____ Supplied records

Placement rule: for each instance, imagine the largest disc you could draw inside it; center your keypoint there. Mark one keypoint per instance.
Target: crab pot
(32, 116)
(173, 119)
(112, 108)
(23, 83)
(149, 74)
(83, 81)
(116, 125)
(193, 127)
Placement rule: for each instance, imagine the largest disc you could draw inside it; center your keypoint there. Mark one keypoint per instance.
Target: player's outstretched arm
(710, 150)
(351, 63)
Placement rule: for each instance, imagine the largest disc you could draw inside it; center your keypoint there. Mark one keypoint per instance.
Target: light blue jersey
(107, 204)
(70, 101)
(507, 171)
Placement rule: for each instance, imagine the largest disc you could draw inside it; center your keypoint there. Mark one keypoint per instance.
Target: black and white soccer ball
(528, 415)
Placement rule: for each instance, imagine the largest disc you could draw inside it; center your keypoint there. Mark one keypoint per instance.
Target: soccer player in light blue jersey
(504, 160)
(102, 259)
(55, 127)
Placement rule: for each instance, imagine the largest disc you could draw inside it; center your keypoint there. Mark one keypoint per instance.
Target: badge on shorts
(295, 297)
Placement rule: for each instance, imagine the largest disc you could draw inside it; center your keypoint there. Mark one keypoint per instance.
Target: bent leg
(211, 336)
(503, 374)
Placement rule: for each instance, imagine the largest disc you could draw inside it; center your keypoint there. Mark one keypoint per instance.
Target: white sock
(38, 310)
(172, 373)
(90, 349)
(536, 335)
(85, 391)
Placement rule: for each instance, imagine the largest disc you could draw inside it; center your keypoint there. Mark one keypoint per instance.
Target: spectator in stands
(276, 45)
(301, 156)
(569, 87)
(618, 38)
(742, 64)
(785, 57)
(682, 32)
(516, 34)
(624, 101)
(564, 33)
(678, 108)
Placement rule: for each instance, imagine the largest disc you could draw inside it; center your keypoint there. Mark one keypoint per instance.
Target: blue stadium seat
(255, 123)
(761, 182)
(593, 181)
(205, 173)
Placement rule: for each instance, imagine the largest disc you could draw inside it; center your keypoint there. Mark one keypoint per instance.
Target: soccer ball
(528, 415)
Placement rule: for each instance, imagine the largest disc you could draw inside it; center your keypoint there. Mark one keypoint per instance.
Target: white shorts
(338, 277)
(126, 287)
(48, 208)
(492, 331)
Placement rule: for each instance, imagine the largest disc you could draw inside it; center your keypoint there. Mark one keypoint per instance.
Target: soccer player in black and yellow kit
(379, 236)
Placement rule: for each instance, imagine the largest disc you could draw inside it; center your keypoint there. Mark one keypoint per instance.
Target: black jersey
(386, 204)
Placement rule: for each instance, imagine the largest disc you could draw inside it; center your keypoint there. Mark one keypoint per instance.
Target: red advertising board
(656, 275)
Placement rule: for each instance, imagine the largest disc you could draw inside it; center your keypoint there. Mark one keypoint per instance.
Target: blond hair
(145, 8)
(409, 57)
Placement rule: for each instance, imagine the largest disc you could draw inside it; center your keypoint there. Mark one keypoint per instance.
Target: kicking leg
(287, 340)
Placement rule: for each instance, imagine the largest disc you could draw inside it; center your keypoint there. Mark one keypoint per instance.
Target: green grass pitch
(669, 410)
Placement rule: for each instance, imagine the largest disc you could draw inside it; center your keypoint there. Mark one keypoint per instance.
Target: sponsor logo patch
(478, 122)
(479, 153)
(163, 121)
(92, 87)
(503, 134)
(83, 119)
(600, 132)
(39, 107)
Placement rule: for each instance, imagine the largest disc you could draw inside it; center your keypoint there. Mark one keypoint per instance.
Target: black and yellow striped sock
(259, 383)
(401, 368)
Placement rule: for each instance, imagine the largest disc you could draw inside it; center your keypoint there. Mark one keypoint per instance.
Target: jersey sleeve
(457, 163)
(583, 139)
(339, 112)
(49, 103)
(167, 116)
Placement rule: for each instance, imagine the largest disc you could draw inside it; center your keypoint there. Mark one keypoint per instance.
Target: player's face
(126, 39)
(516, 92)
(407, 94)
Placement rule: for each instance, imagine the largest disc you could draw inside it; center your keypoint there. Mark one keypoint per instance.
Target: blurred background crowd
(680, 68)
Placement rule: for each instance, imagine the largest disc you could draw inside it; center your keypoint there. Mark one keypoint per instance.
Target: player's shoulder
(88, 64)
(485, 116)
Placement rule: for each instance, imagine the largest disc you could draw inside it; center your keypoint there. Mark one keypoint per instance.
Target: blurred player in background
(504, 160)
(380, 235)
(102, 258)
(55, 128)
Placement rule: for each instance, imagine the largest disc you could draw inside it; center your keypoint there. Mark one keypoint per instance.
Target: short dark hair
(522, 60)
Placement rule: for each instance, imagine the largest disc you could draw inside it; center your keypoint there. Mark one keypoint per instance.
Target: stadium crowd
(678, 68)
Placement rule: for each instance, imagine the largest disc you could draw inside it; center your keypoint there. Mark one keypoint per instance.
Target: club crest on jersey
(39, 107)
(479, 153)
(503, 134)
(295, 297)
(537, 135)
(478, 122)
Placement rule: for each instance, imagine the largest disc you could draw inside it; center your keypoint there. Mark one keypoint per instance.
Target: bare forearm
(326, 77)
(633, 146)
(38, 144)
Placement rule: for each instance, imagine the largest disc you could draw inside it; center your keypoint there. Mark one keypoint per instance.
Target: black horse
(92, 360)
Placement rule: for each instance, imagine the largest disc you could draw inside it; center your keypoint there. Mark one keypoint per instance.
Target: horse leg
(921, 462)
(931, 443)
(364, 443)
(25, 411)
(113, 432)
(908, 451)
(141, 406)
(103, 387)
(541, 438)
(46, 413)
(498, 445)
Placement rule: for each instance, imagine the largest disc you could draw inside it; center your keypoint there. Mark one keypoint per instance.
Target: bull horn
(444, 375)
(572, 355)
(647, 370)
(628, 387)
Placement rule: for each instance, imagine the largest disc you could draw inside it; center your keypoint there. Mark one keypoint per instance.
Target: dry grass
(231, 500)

________

About this task:
Provide an exact reproduction of all the entries shown above.

Expected answer:
Placement rule: for each instance, imagine the largest disc you could draw inside it; center your keypoint there. Mark one keypoint per instance.
Target: crab pot
(32, 116)
(173, 119)
(112, 108)
(23, 83)
(149, 74)
(83, 81)
(116, 125)
(193, 127)
Placement rule: for each instance, imagine the largest disc you could draw inside it; center your keypoint there. Mark one keypoint per instance.
Target: player's outstretched arm
(710, 150)
(351, 63)
Placement rule: for each instance, imagine the largest disc you could draw inside it; center your keypoint there. Mark one keypoint per instance.
Target: light blue jersey
(107, 204)
(70, 101)
(507, 171)
Placement rule: for each instance, imagine the largest disc you could draw inside it; center your keypoint there. Mark one keypoint per instance.
Target: black and white soccer ball
(528, 415)
Placement rule: for each instance, imagine the largest disc you could draw inside it; center your keypoint there. Mark one keypoint per instance.
Target: soccer player in light blue jersey
(504, 160)
(102, 259)
(55, 127)
Placement rule: for each instance, imagine the largest disc you could draw inside it; center your keypoint there. Mark one keypoint per instance.
Target: badge on shorts
(295, 297)
Placement rule: for each instance, imagine the largest disc you could draw inside it; center your keypoint there. Mark one keypoint per instance.
Target: bent leg
(211, 336)
(503, 374)
Placement rule: for each instance, imagine the largest disc you could draw inside it; center your keypoint there. Mark one keypoint per instance.
Target: white sock
(38, 310)
(172, 373)
(90, 349)
(536, 335)
(85, 391)
Placement rule: for each instance, imagine the largest disc you could draw inside it; center your keypoint there. Mark one keypoint per instance.
Target: spectator in stands
(276, 45)
(301, 156)
(569, 87)
(618, 38)
(742, 64)
(785, 57)
(682, 32)
(516, 34)
(624, 101)
(564, 33)
(678, 108)
Placement rule: for each instance, imagine the largest disc you could draw inside it; center your keypoint there. Mark one keypoint per instance.
Target: blue stadium seat
(255, 123)
(761, 182)
(593, 181)
(205, 173)
Placement rule: for each instance, imagine the largest disc you could draw inside it; center your keypoint there. Mark one keypoint per instance.
Target: soccer ball
(528, 415)
Placement rule: for each instance, imagine the largest disc you could draw inside it; center your keypoint there. Mark one keypoint per instance.
Target: white shorts
(338, 277)
(126, 287)
(48, 208)
(492, 331)
Placement rule: for each instance, imagine the largest disc you could draw inside it; center your keypoint there. Mark one keypoint per instance.
Target: soccer player in black and yellow kit
(379, 236)
Placement rule: for each instance, imagine the largest disc you could draw inside it; center your keypoint there. Mark one keypoint per instance.
Target: black jersey
(386, 204)
Placement rule: for each instance, imagine the largest disc you could draw inside it; center your keypoint there. Mark one keypoint per instance.
Target: red advertising board
(656, 275)
Placement rule: for each instance, imagine the largest disc you could draw inside it; center your keypoint there. Mark one keypoint per instance.
Target: blond hair
(145, 8)
(409, 57)
Placement rule: for each instance, imagine the largest disc you could draw inside it; center your keypoint there. Mark one keypoint per instance.
Target: kicking leg
(287, 340)
Placement rule: for each instance, imagine the largest disc you could draw inside it; center your keypoint there. Mark one keypoint per instance.
Target: green grass pitch
(669, 410)
Placement rule: for each instance, imagine the largest disc you could draw inside it; center your keypoint there. Mark one keypoint per instance.
Target: sponsor logo patch
(478, 122)
(479, 153)
(163, 121)
(92, 87)
(503, 134)
(83, 119)
(600, 132)
(39, 107)
Placement rule: for each instance, imagine the largest disc you could draw inside it; center your keypoint there. Mark one keypoint per instance.
Target: black and yellow striped sock
(259, 383)
(401, 368)
Placement rule: for each instance, imagine the largest disc you could draw inside it; center your keypoint there. Mark one keypoint per instance.
Target: jersey sleeve
(457, 163)
(583, 139)
(339, 112)
(49, 103)
(167, 116)
Placement rule: for each instance, imagine the largest disc you could draw inside it; center your keypoint there. Mark one keypoint per instance.
Target: player's face
(126, 39)
(516, 92)
(407, 94)
Placement rule: for each instance, imagine the largest disc you could draw inside it; center your keypoint there. Mark one keypoint per instance.
Target: blurred background crowd
(680, 68)
Placement rule: for each instance, imagine the largest disc you could draw inside it; center your keypoint there. Mark one keypoint per instance.
Target: player's shoulder
(88, 64)
(485, 116)
Placement rule: for each instance, imagine the largest disc you could draw inside it; center your keypoint there. Mark one keypoint per instance.
Target: blurred player in background
(504, 160)
(380, 235)
(102, 258)
(55, 128)
Placement rule: for each instance, imagine the largest disc you could draw inside it; center your keypoint there. Mark one keypoint per instance.
Target: short dark hair
(522, 60)
Placement rule: for each instance, imagine the largest disc you could draw inside it; center your keypoint there. Mark one keypoint per instance.
Target: stadium crowd
(678, 68)
Placement rule: for each instance, imagine the largest disc you could draw inside it; center your keypoint there. Mark one keypoint per instance.
Target: club crest on jersey
(39, 107)
(479, 153)
(503, 134)
(295, 297)
(537, 135)
(478, 122)
Placement rule: for each instance, imagine the largest disc you could draw inside it; center your keypoint there. Mark one keypoint per instance.
Target: bare forearm
(326, 77)
(633, 146)
(38, 144)
Placement rule: for each instance, imagine the largest disc you could draw inside it; center your keypoint there. Mark one keypoint per instance.
Target: black horse
(92, 360)
Placement rule: for each instance, imagine the largest disc you could draw inside it; center your keypoint there. Mark one keypoint per instance.
Target: horse leg
(921, 462)
(931, 443)
(364, 443)
(25, 411)
(113, 432)
(908, 451)
(141, 406)
(103, 387)
(541, 438)
(46, 413)
(498, 445)
Placement rule: for each instance, imagine the largest disc you could draw inside it; center your keypoint there. Mark one keypoint per instance.
Target: bull horn
(444, 375)
(572, 355)
(647, 370)
(628, 387)
Placement rule: for each instance, imagine the largest disc you could draw inside it; center your keypoint there. Mark one keypoint per instance.
Target: dry grass
(231, 500)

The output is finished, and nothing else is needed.